** Input records **

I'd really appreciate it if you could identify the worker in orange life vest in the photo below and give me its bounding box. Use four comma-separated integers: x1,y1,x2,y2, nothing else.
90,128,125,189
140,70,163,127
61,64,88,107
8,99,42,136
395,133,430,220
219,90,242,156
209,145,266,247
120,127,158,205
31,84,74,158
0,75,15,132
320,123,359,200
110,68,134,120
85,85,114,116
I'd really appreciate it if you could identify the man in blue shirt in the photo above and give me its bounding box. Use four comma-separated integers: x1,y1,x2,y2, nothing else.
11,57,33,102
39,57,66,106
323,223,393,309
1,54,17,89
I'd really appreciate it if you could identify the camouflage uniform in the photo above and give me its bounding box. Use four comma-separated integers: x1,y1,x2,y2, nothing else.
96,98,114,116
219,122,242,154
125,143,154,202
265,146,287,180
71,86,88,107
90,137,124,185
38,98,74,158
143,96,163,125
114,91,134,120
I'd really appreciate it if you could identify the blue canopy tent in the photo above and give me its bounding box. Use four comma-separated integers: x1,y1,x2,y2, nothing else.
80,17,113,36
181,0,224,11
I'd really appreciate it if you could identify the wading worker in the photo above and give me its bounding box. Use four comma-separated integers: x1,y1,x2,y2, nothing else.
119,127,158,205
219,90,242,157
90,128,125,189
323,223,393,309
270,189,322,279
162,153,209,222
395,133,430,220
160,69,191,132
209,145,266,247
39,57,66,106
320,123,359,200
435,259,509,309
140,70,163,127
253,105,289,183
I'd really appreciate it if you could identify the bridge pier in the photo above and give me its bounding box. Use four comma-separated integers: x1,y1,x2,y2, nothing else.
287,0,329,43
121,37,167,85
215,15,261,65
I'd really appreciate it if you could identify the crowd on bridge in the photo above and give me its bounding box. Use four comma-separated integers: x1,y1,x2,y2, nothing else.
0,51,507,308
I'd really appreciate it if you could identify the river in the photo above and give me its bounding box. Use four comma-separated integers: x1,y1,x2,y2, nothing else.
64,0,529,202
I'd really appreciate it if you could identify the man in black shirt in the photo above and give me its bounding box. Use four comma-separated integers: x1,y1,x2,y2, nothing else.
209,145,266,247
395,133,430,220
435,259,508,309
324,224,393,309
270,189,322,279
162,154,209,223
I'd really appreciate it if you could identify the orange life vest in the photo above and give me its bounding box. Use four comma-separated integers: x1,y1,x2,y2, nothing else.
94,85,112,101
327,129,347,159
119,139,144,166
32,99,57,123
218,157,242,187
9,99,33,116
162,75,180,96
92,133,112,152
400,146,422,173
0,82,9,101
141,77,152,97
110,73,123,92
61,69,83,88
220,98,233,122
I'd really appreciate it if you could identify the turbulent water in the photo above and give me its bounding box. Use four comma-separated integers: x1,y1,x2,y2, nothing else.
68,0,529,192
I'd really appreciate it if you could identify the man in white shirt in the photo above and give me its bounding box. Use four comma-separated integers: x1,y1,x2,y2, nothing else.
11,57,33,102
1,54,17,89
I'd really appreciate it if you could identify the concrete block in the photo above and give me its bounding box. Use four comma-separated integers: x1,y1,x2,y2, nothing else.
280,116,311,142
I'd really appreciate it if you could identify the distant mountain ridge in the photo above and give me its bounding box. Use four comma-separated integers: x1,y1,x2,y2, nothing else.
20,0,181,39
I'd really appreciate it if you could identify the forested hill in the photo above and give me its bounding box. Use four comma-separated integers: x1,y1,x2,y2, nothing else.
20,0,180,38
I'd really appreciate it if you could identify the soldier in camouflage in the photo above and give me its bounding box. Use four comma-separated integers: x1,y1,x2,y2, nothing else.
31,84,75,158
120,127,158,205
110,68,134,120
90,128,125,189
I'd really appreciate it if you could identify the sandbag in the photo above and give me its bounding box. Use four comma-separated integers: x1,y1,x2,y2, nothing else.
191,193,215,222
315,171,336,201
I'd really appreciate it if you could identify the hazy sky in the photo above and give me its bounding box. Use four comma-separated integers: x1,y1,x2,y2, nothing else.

** Goal of the exercise **
Rewrite the stretch of rows above, from the start through the row containing "64,0,529,202", with every bounding-box coordinate in the answers multiplied by 2.2 and rounded to a whole number, halves rounded up. Reproduce all other text in that stretch unchanged, including the wording that precedes the answers.

** Response to this task **
I'd really appreciate it if you could identify the worker in orange life vest in the photo below and give me its bounding box. Use four comma-separated integers: x1,y1,x2,y2, nothing else.
198,282,275,416
308,154,359,279
134,141,194,235
18,218,92,299
869,293,946,484
482,198,532,343
460,319,585,543
264,279,348,451
68,185,163,348
0,165,33,290
704,271,790,440
242,150,295,264
187,187,251,255
I'd really appreciate it if you could identify the man in blue shirt in the photo above and give me its bounding box. Use four comma-separated integers: x1,y1,x2,y2, nothing else.
24,125,73,224
86,125,145,233
711,491,865,680
2,119,37,196
I'd really appreciate it if you could identify the camouflage uniform in the photo above and give me its bounding box. Use four comma-separated integers: x1,y1,x2,y2, nothing else.
211,216,251,255
482,268,532,339
275,315,339,444
583,321,631,396
156,189,194,235
198,301,273,407
84,216,163,348
315,211,359,275
251,200,295,264
I'd really appreciate it if you could identify the blue canopy tent in the photo above and give me its bounding box. Use four comma-separated integers: x1,y1,x2,y2, nothing else.
176,37,249,79
398,0,493,24
I'd really appreciate it if you could identify the wading worker in the photo above and give me its bounding box. Use four comma-separated integers: x1,y1,x2,y2, nothing else.
262,279,348,451
482,198,532,345
198,282,275,416
711,491,865,680
594,416,708,614
356,337,460,488
869,293,946,484
352,152,420,290
460,319,585,543
86,125,145,233
704,271,790,440
957,570,1120,680
308,154,359,279
557,231,636,403
I'd really appreciate it if you could identify the bridge pier in the photo above and give me its bounding box. Use four comma-separated integers: x1,y1,x2,y2, nothing else.
631,0,724,95
266,81,367,187
473,33,574,143
I'd really appreciate it if you could identify the crowd on bridge in the photo above and give me its bounding box. Use four comma-separated integers: x1,y1,x2,y2, nothing else.
0,112,1115,678
I'd really appreciate it if you could identify the river in the photo above and give me its bounding box. Use four comma-separated integers: x1,y1,x2,y2, nothing else.
141,0,1164,444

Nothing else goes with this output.